┌──

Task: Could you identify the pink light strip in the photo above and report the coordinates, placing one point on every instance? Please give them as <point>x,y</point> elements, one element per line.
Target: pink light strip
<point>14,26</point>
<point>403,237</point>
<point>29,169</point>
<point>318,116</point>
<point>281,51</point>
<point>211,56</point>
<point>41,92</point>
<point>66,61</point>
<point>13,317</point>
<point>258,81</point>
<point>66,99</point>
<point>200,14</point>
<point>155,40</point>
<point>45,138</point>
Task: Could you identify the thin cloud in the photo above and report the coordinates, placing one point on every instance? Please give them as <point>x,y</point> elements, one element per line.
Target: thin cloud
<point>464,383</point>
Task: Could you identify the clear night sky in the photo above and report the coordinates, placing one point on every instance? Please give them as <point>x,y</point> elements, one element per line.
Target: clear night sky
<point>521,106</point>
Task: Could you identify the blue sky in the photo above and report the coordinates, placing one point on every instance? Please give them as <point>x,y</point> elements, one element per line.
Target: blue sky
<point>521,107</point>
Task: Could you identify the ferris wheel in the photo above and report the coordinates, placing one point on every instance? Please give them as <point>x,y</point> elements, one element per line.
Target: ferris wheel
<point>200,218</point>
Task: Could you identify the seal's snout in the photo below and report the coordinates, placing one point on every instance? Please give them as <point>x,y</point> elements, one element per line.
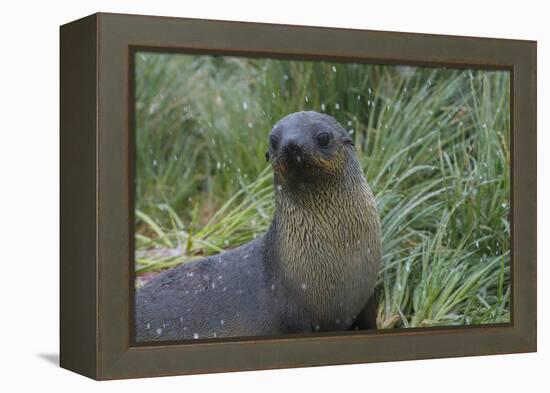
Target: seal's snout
<point>292,148</point>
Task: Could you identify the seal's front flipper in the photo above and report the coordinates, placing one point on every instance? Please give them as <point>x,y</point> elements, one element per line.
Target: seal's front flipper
<point>366,320</point>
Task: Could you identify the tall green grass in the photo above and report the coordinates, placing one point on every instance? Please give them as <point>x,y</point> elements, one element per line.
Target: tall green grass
<point>433,142</point>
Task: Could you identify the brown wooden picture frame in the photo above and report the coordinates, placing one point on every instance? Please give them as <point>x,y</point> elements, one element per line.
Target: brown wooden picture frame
<point>96,141</point>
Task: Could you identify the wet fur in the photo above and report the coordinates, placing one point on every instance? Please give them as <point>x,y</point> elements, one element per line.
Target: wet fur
<point>314,270</point>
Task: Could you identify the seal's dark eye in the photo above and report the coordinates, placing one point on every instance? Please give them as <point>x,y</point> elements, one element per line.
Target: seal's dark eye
<point>323,138</point>
<point>274,142</point>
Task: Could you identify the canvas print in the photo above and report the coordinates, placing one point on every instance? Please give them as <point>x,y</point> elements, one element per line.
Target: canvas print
<point>276,197</point>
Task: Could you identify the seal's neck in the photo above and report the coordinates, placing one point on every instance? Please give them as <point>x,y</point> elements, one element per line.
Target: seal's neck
<point>323,235</point>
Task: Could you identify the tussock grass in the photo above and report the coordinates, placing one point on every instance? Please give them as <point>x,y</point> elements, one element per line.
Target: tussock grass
<point>433,142</point>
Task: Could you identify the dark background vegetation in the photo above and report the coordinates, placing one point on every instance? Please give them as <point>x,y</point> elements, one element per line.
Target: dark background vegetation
<point>433,143</point>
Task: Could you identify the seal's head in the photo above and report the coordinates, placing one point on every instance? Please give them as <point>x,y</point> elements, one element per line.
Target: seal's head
<point>308,146</point>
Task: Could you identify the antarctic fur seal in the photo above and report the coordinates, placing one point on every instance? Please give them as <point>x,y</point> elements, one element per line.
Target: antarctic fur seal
<point>315,268</point>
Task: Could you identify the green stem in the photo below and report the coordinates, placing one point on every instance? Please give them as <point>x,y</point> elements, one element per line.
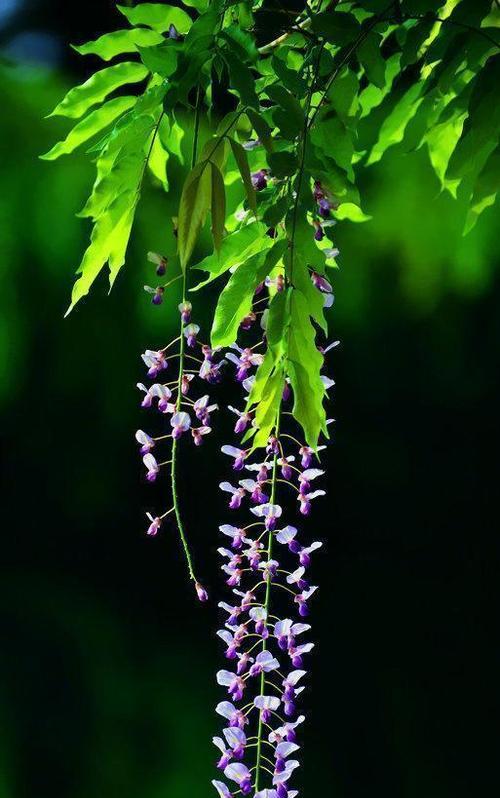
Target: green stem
<point>267,602</point>
<point>182,356</point>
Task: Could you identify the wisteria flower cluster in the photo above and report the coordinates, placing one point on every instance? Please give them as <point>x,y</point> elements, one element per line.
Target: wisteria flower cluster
<point>265,563</point>
<point>173,371</point>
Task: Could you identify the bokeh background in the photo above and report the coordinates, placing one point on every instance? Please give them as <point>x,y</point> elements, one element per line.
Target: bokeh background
<point>107,663</point>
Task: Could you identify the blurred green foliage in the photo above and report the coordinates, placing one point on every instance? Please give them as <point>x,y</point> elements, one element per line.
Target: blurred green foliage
<point>107,671</point>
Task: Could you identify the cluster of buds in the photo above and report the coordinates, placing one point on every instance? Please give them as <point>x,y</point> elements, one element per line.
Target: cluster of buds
<point>170,394</point>
<point>265,564</point>
<point>325,204</point>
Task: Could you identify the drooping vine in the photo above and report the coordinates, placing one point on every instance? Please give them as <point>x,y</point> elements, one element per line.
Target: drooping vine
<point>287,107</point>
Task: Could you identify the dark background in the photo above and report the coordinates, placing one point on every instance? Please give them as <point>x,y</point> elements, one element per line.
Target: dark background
<point>107,663</point>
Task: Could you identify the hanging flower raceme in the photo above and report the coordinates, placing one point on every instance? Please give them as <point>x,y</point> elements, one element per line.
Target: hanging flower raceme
<point>266,561</point>
<point>175,371</point>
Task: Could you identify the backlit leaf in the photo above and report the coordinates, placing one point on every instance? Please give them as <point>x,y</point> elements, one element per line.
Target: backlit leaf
<point>193,208</point>
<point>92,124</point>
<point>79,99</point>
<point>119,42</point>
<point>218,206</point>
<point>158,16</point>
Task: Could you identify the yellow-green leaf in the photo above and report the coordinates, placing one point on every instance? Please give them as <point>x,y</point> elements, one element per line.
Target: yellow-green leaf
<point>119,42</point>
<point>241,159</point>
<point>157,16</point>
<point>194,204</point>
<point>79,99</point>
<point>94,123</point>
<point>218,206</point>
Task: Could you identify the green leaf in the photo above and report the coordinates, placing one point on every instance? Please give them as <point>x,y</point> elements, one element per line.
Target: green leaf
<point>261,127</point>
<point>218,206</point>
<point>108,244</point>
<point>343,96</point>
<point>158,157</point>
<point>266,414</point>
<point>241,79</point>
<point>289,78</point>
<point>282,164</point>
<point>372,60</point>
<point>441,140</point>
<point>193,208</point>
<point>235,301</point>
<point>337,27</point>
<point>480,134</point>
<point>241,42</point>
<point>241,158</point>
<point>79,99</point>
<point>157,16</point>
<point>119,42</point>
<point>235,249</point>
<point>334,139</point>
<point>288,116</point>
<point>278,321</point>
<point>485,190</point>
<point>393,128</point>
<point>90,126</point>
<point>160,59</point>
<point>351,212</point>
<point>304,369</point>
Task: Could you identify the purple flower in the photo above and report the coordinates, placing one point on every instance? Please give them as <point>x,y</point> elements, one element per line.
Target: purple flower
<point>155,361</point>
<point>173,33</point>
<point>277,282</point>
<point>201,592</point>
<point>324,208</point>
<point>270,512</point>
<point>154,525</point>
<point>237,535</point>
<point>244,419</point>
<point>255,489</point>
<point>202,409</point>
<point>185,383</point>
<point>302,600</point>
<point>305,500</point>
<point>180,423</point>
<point>306,478</point>
<point>234,683</point>
<point>286,536</point>
<point>237,494</point>
<point>222,789</point>
<point>319,233</point>
<point>267,705</point>
<point>235,716</point>
<point>321,283</point>
<point>152,467</point>
<point>259,616</point>
<point>146,441</point>
<point>297,578</point>
<point>307,453</point>
<point>247,358</point>
<point>304,554</point>
<point>247,322</point>
<point>286,468</point>
<point>238,454</point>
<point>241,775</point>
<point>251,144</point>
<point>198,432</point>
<point>259,179</point>
<point>265,663</point>
<point>286,732</point>
<point>185,309</point>
<point>157,293</point>
<point>190,333</point>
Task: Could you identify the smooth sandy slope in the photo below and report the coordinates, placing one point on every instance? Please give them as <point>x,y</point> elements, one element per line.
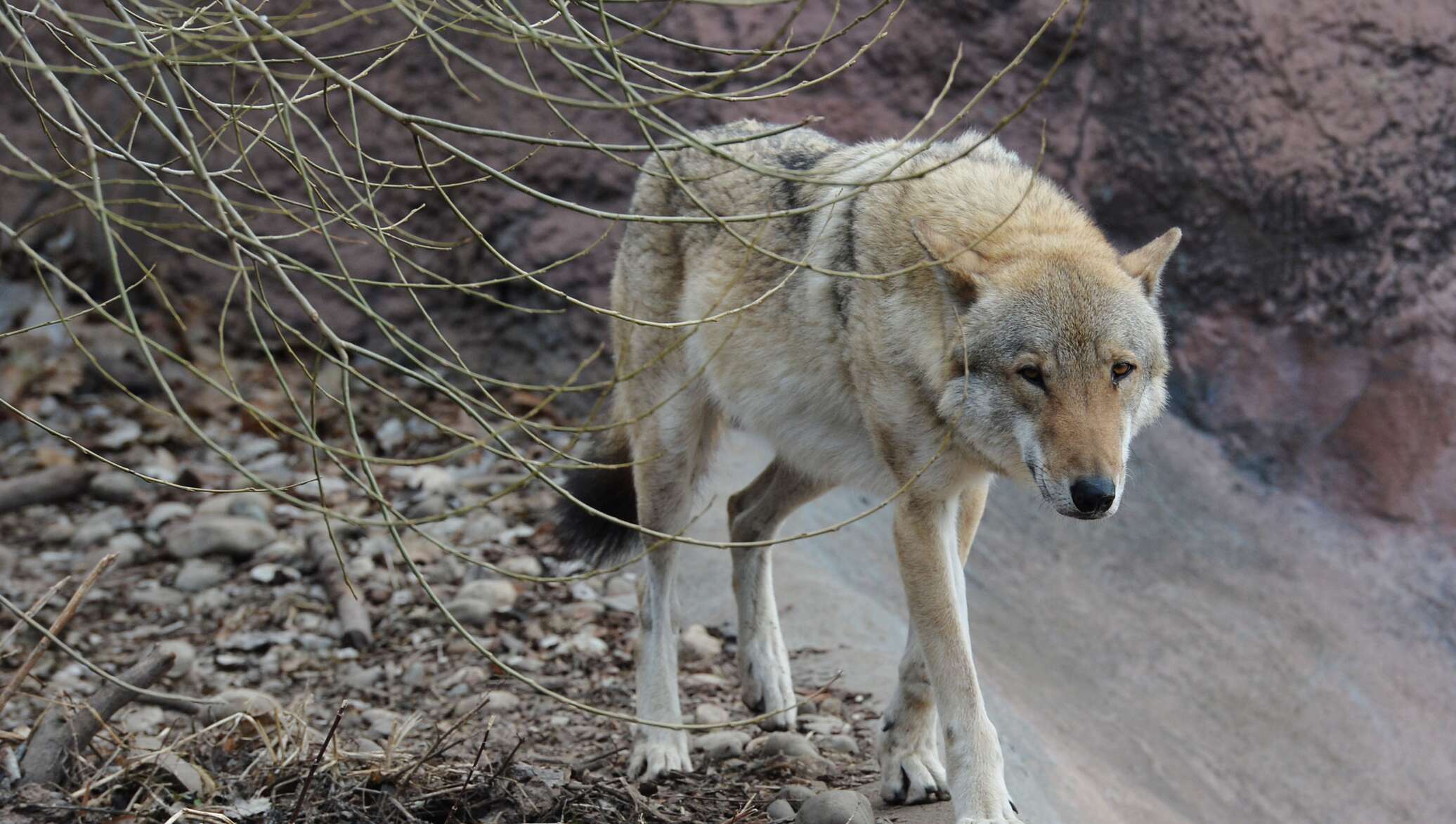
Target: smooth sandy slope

└──

## WORK INSTRUCTIONS
Show the lines from the data above that contain the string "sandy".

## RESULT FOR THIS EXERCISE
Task: Could you identify the smooth sandy slope in the photo below and report the coordinates, placing one point on every instance? Please give them as <point>x,y</point> elements, one element per line.
Target: smooth sandy slope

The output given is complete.